=== READING PASSAGE ===
Lisa JungIn life, we are always in search of something. Whether we are in search of the meaning of life or the most delicious tacos in town, we heavily rely on search engines to get the answers.
You may already use apps with powerful search capability such as Yelp, Uber, or Wikipedia. But did you know that these apps were built with Elasticsearch?
Elasticsearch is a free and open search and analytics engine for all types of data. It is known for its speed and scalability. Combined with its ability to index many types of content, Elasticsearch is used for numerous use cases such as application search, enterprise search, application performance monitoring, and security analytics to name a few(paraphrased from Elastic).
If you are a developer who is looking to make data usable in real time and at scale, Elasticsearch is a great tool to have on your belt.
Elasticsearch is known as the heart of the Elastic Stack, which consists of Beats, Logstash, Elasticsearch, and Kibana.
Together, the Elastic Stack allows you to take data from any source, in any format, then search, analyze, and visualize it in real time(excerpt from Elastic). This blog will specifically focus on Elasticsearch.
By the end of this blog, you will be able to:
- understand how the components of Elastic Stack work together to search, analyze, and visualize data in real time
- install Elasticsearch and Kibana to run queries
- understand the basic architecture of Elasticsearch
- discuss how sharding and replication contributes to Elasticsearch's scalability and reliability
Complementary Video
If you prefer to learn by watching videos, I have created one explaining the concepts covered in this blog. If you would like more explanations on certain concepts, be sure to check it out!

=== DATA EXCERPTS ===
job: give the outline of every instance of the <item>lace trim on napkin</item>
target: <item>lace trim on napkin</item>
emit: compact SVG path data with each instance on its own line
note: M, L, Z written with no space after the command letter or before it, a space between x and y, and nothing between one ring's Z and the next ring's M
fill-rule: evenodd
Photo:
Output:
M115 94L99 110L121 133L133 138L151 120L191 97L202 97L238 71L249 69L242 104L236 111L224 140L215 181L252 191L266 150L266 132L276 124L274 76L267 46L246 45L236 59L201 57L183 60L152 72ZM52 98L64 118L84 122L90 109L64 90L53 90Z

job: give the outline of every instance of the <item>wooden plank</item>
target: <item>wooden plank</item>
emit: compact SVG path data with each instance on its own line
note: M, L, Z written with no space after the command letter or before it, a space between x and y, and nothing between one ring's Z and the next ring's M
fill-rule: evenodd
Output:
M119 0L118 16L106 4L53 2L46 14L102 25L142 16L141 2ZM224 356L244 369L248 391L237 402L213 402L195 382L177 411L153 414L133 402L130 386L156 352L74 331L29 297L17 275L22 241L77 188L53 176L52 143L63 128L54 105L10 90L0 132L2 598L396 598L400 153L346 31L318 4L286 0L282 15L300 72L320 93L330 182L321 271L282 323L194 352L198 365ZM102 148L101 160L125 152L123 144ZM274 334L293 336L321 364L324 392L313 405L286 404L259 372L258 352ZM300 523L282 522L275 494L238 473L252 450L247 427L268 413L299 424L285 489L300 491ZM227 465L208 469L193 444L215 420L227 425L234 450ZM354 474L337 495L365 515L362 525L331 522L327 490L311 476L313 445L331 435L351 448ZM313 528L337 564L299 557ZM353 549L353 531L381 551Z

=== REQUIRED TASKS ===
A. According to the Elasticsearch introduction, which four components make up the Elastic Stack?
B. Carry on the Elasticsearch introduction from its final sentence.

=== ANSWERS GIVEN ===
A. Beats, Logstash, Elasticsearch, and Kibana.

B.
Topics covered in the video:
- What is the Elastic Stack and what are the use cases of Elasticsearch and Kibana? 5:16
- Basic architecture of Elasticsearch 14:53
- What is Sharding? 18:21
- What is replication? 23:07
- Hands on Lab: Performing CRUD Operations with Elasticsearch and Kibana 25:03
- Q&A 49:17
Additional Resources
After mastering the concepts covered in this blog, learn how to perform CRUD operations with Elasticsearch and Kibana by reading this blog!
How do the products of the Elastic Stack work together?
Elastic stack consists of Beats, Logstash, Elasticsearch, and Kibana.
The best way to understand how these products work together is to put these into context of a real life project. These components are usually mixed and matched to serve your specific use case. For the purpose of this tutorial, we will go over a scenario that uses them all.
Imagine you are the lead developer responsible for the hottest outdoor gear e-commerce site. You currently have a full stack app connected to a database.
Millions of customers are searching for products on your site but the current architecture is struggling to keep up with search queries submitted by users.
This is where Elasticsearch comes in.
You would connect Elasticsearch to your app. When a user sends a search query on your website, the request is sent to the server. The server in turn, sends a search query to Elasticsearch.
Elasticsearch sends the search results back to the server, which processes the info and sends the result back to the browser.
At this point, you might be wondering how do we get data into Elasticsearch?
That is where Beats and Logstash come into play.
Image source:devops_core
Beats is a collection of data shippers. When installed on your server, it collects and ships data to either Logstash or Elasticsearch.
Logstash is a data processing pipeline. Data that logstash receives(i.e. e-commerce orders & customer messages) are handled as events. These events are parsed, filtered , and transformed and are sent off to Elasticsearch where the data will be stored.
In Elasticsearch, data is stored as documents, a unit of info that is stored in JSON object. A REST API is used to query these documents.
We will delve more into Elasticsearch in a bit. For now, know that it is responsible for performing searches and analysis on large volumes of data.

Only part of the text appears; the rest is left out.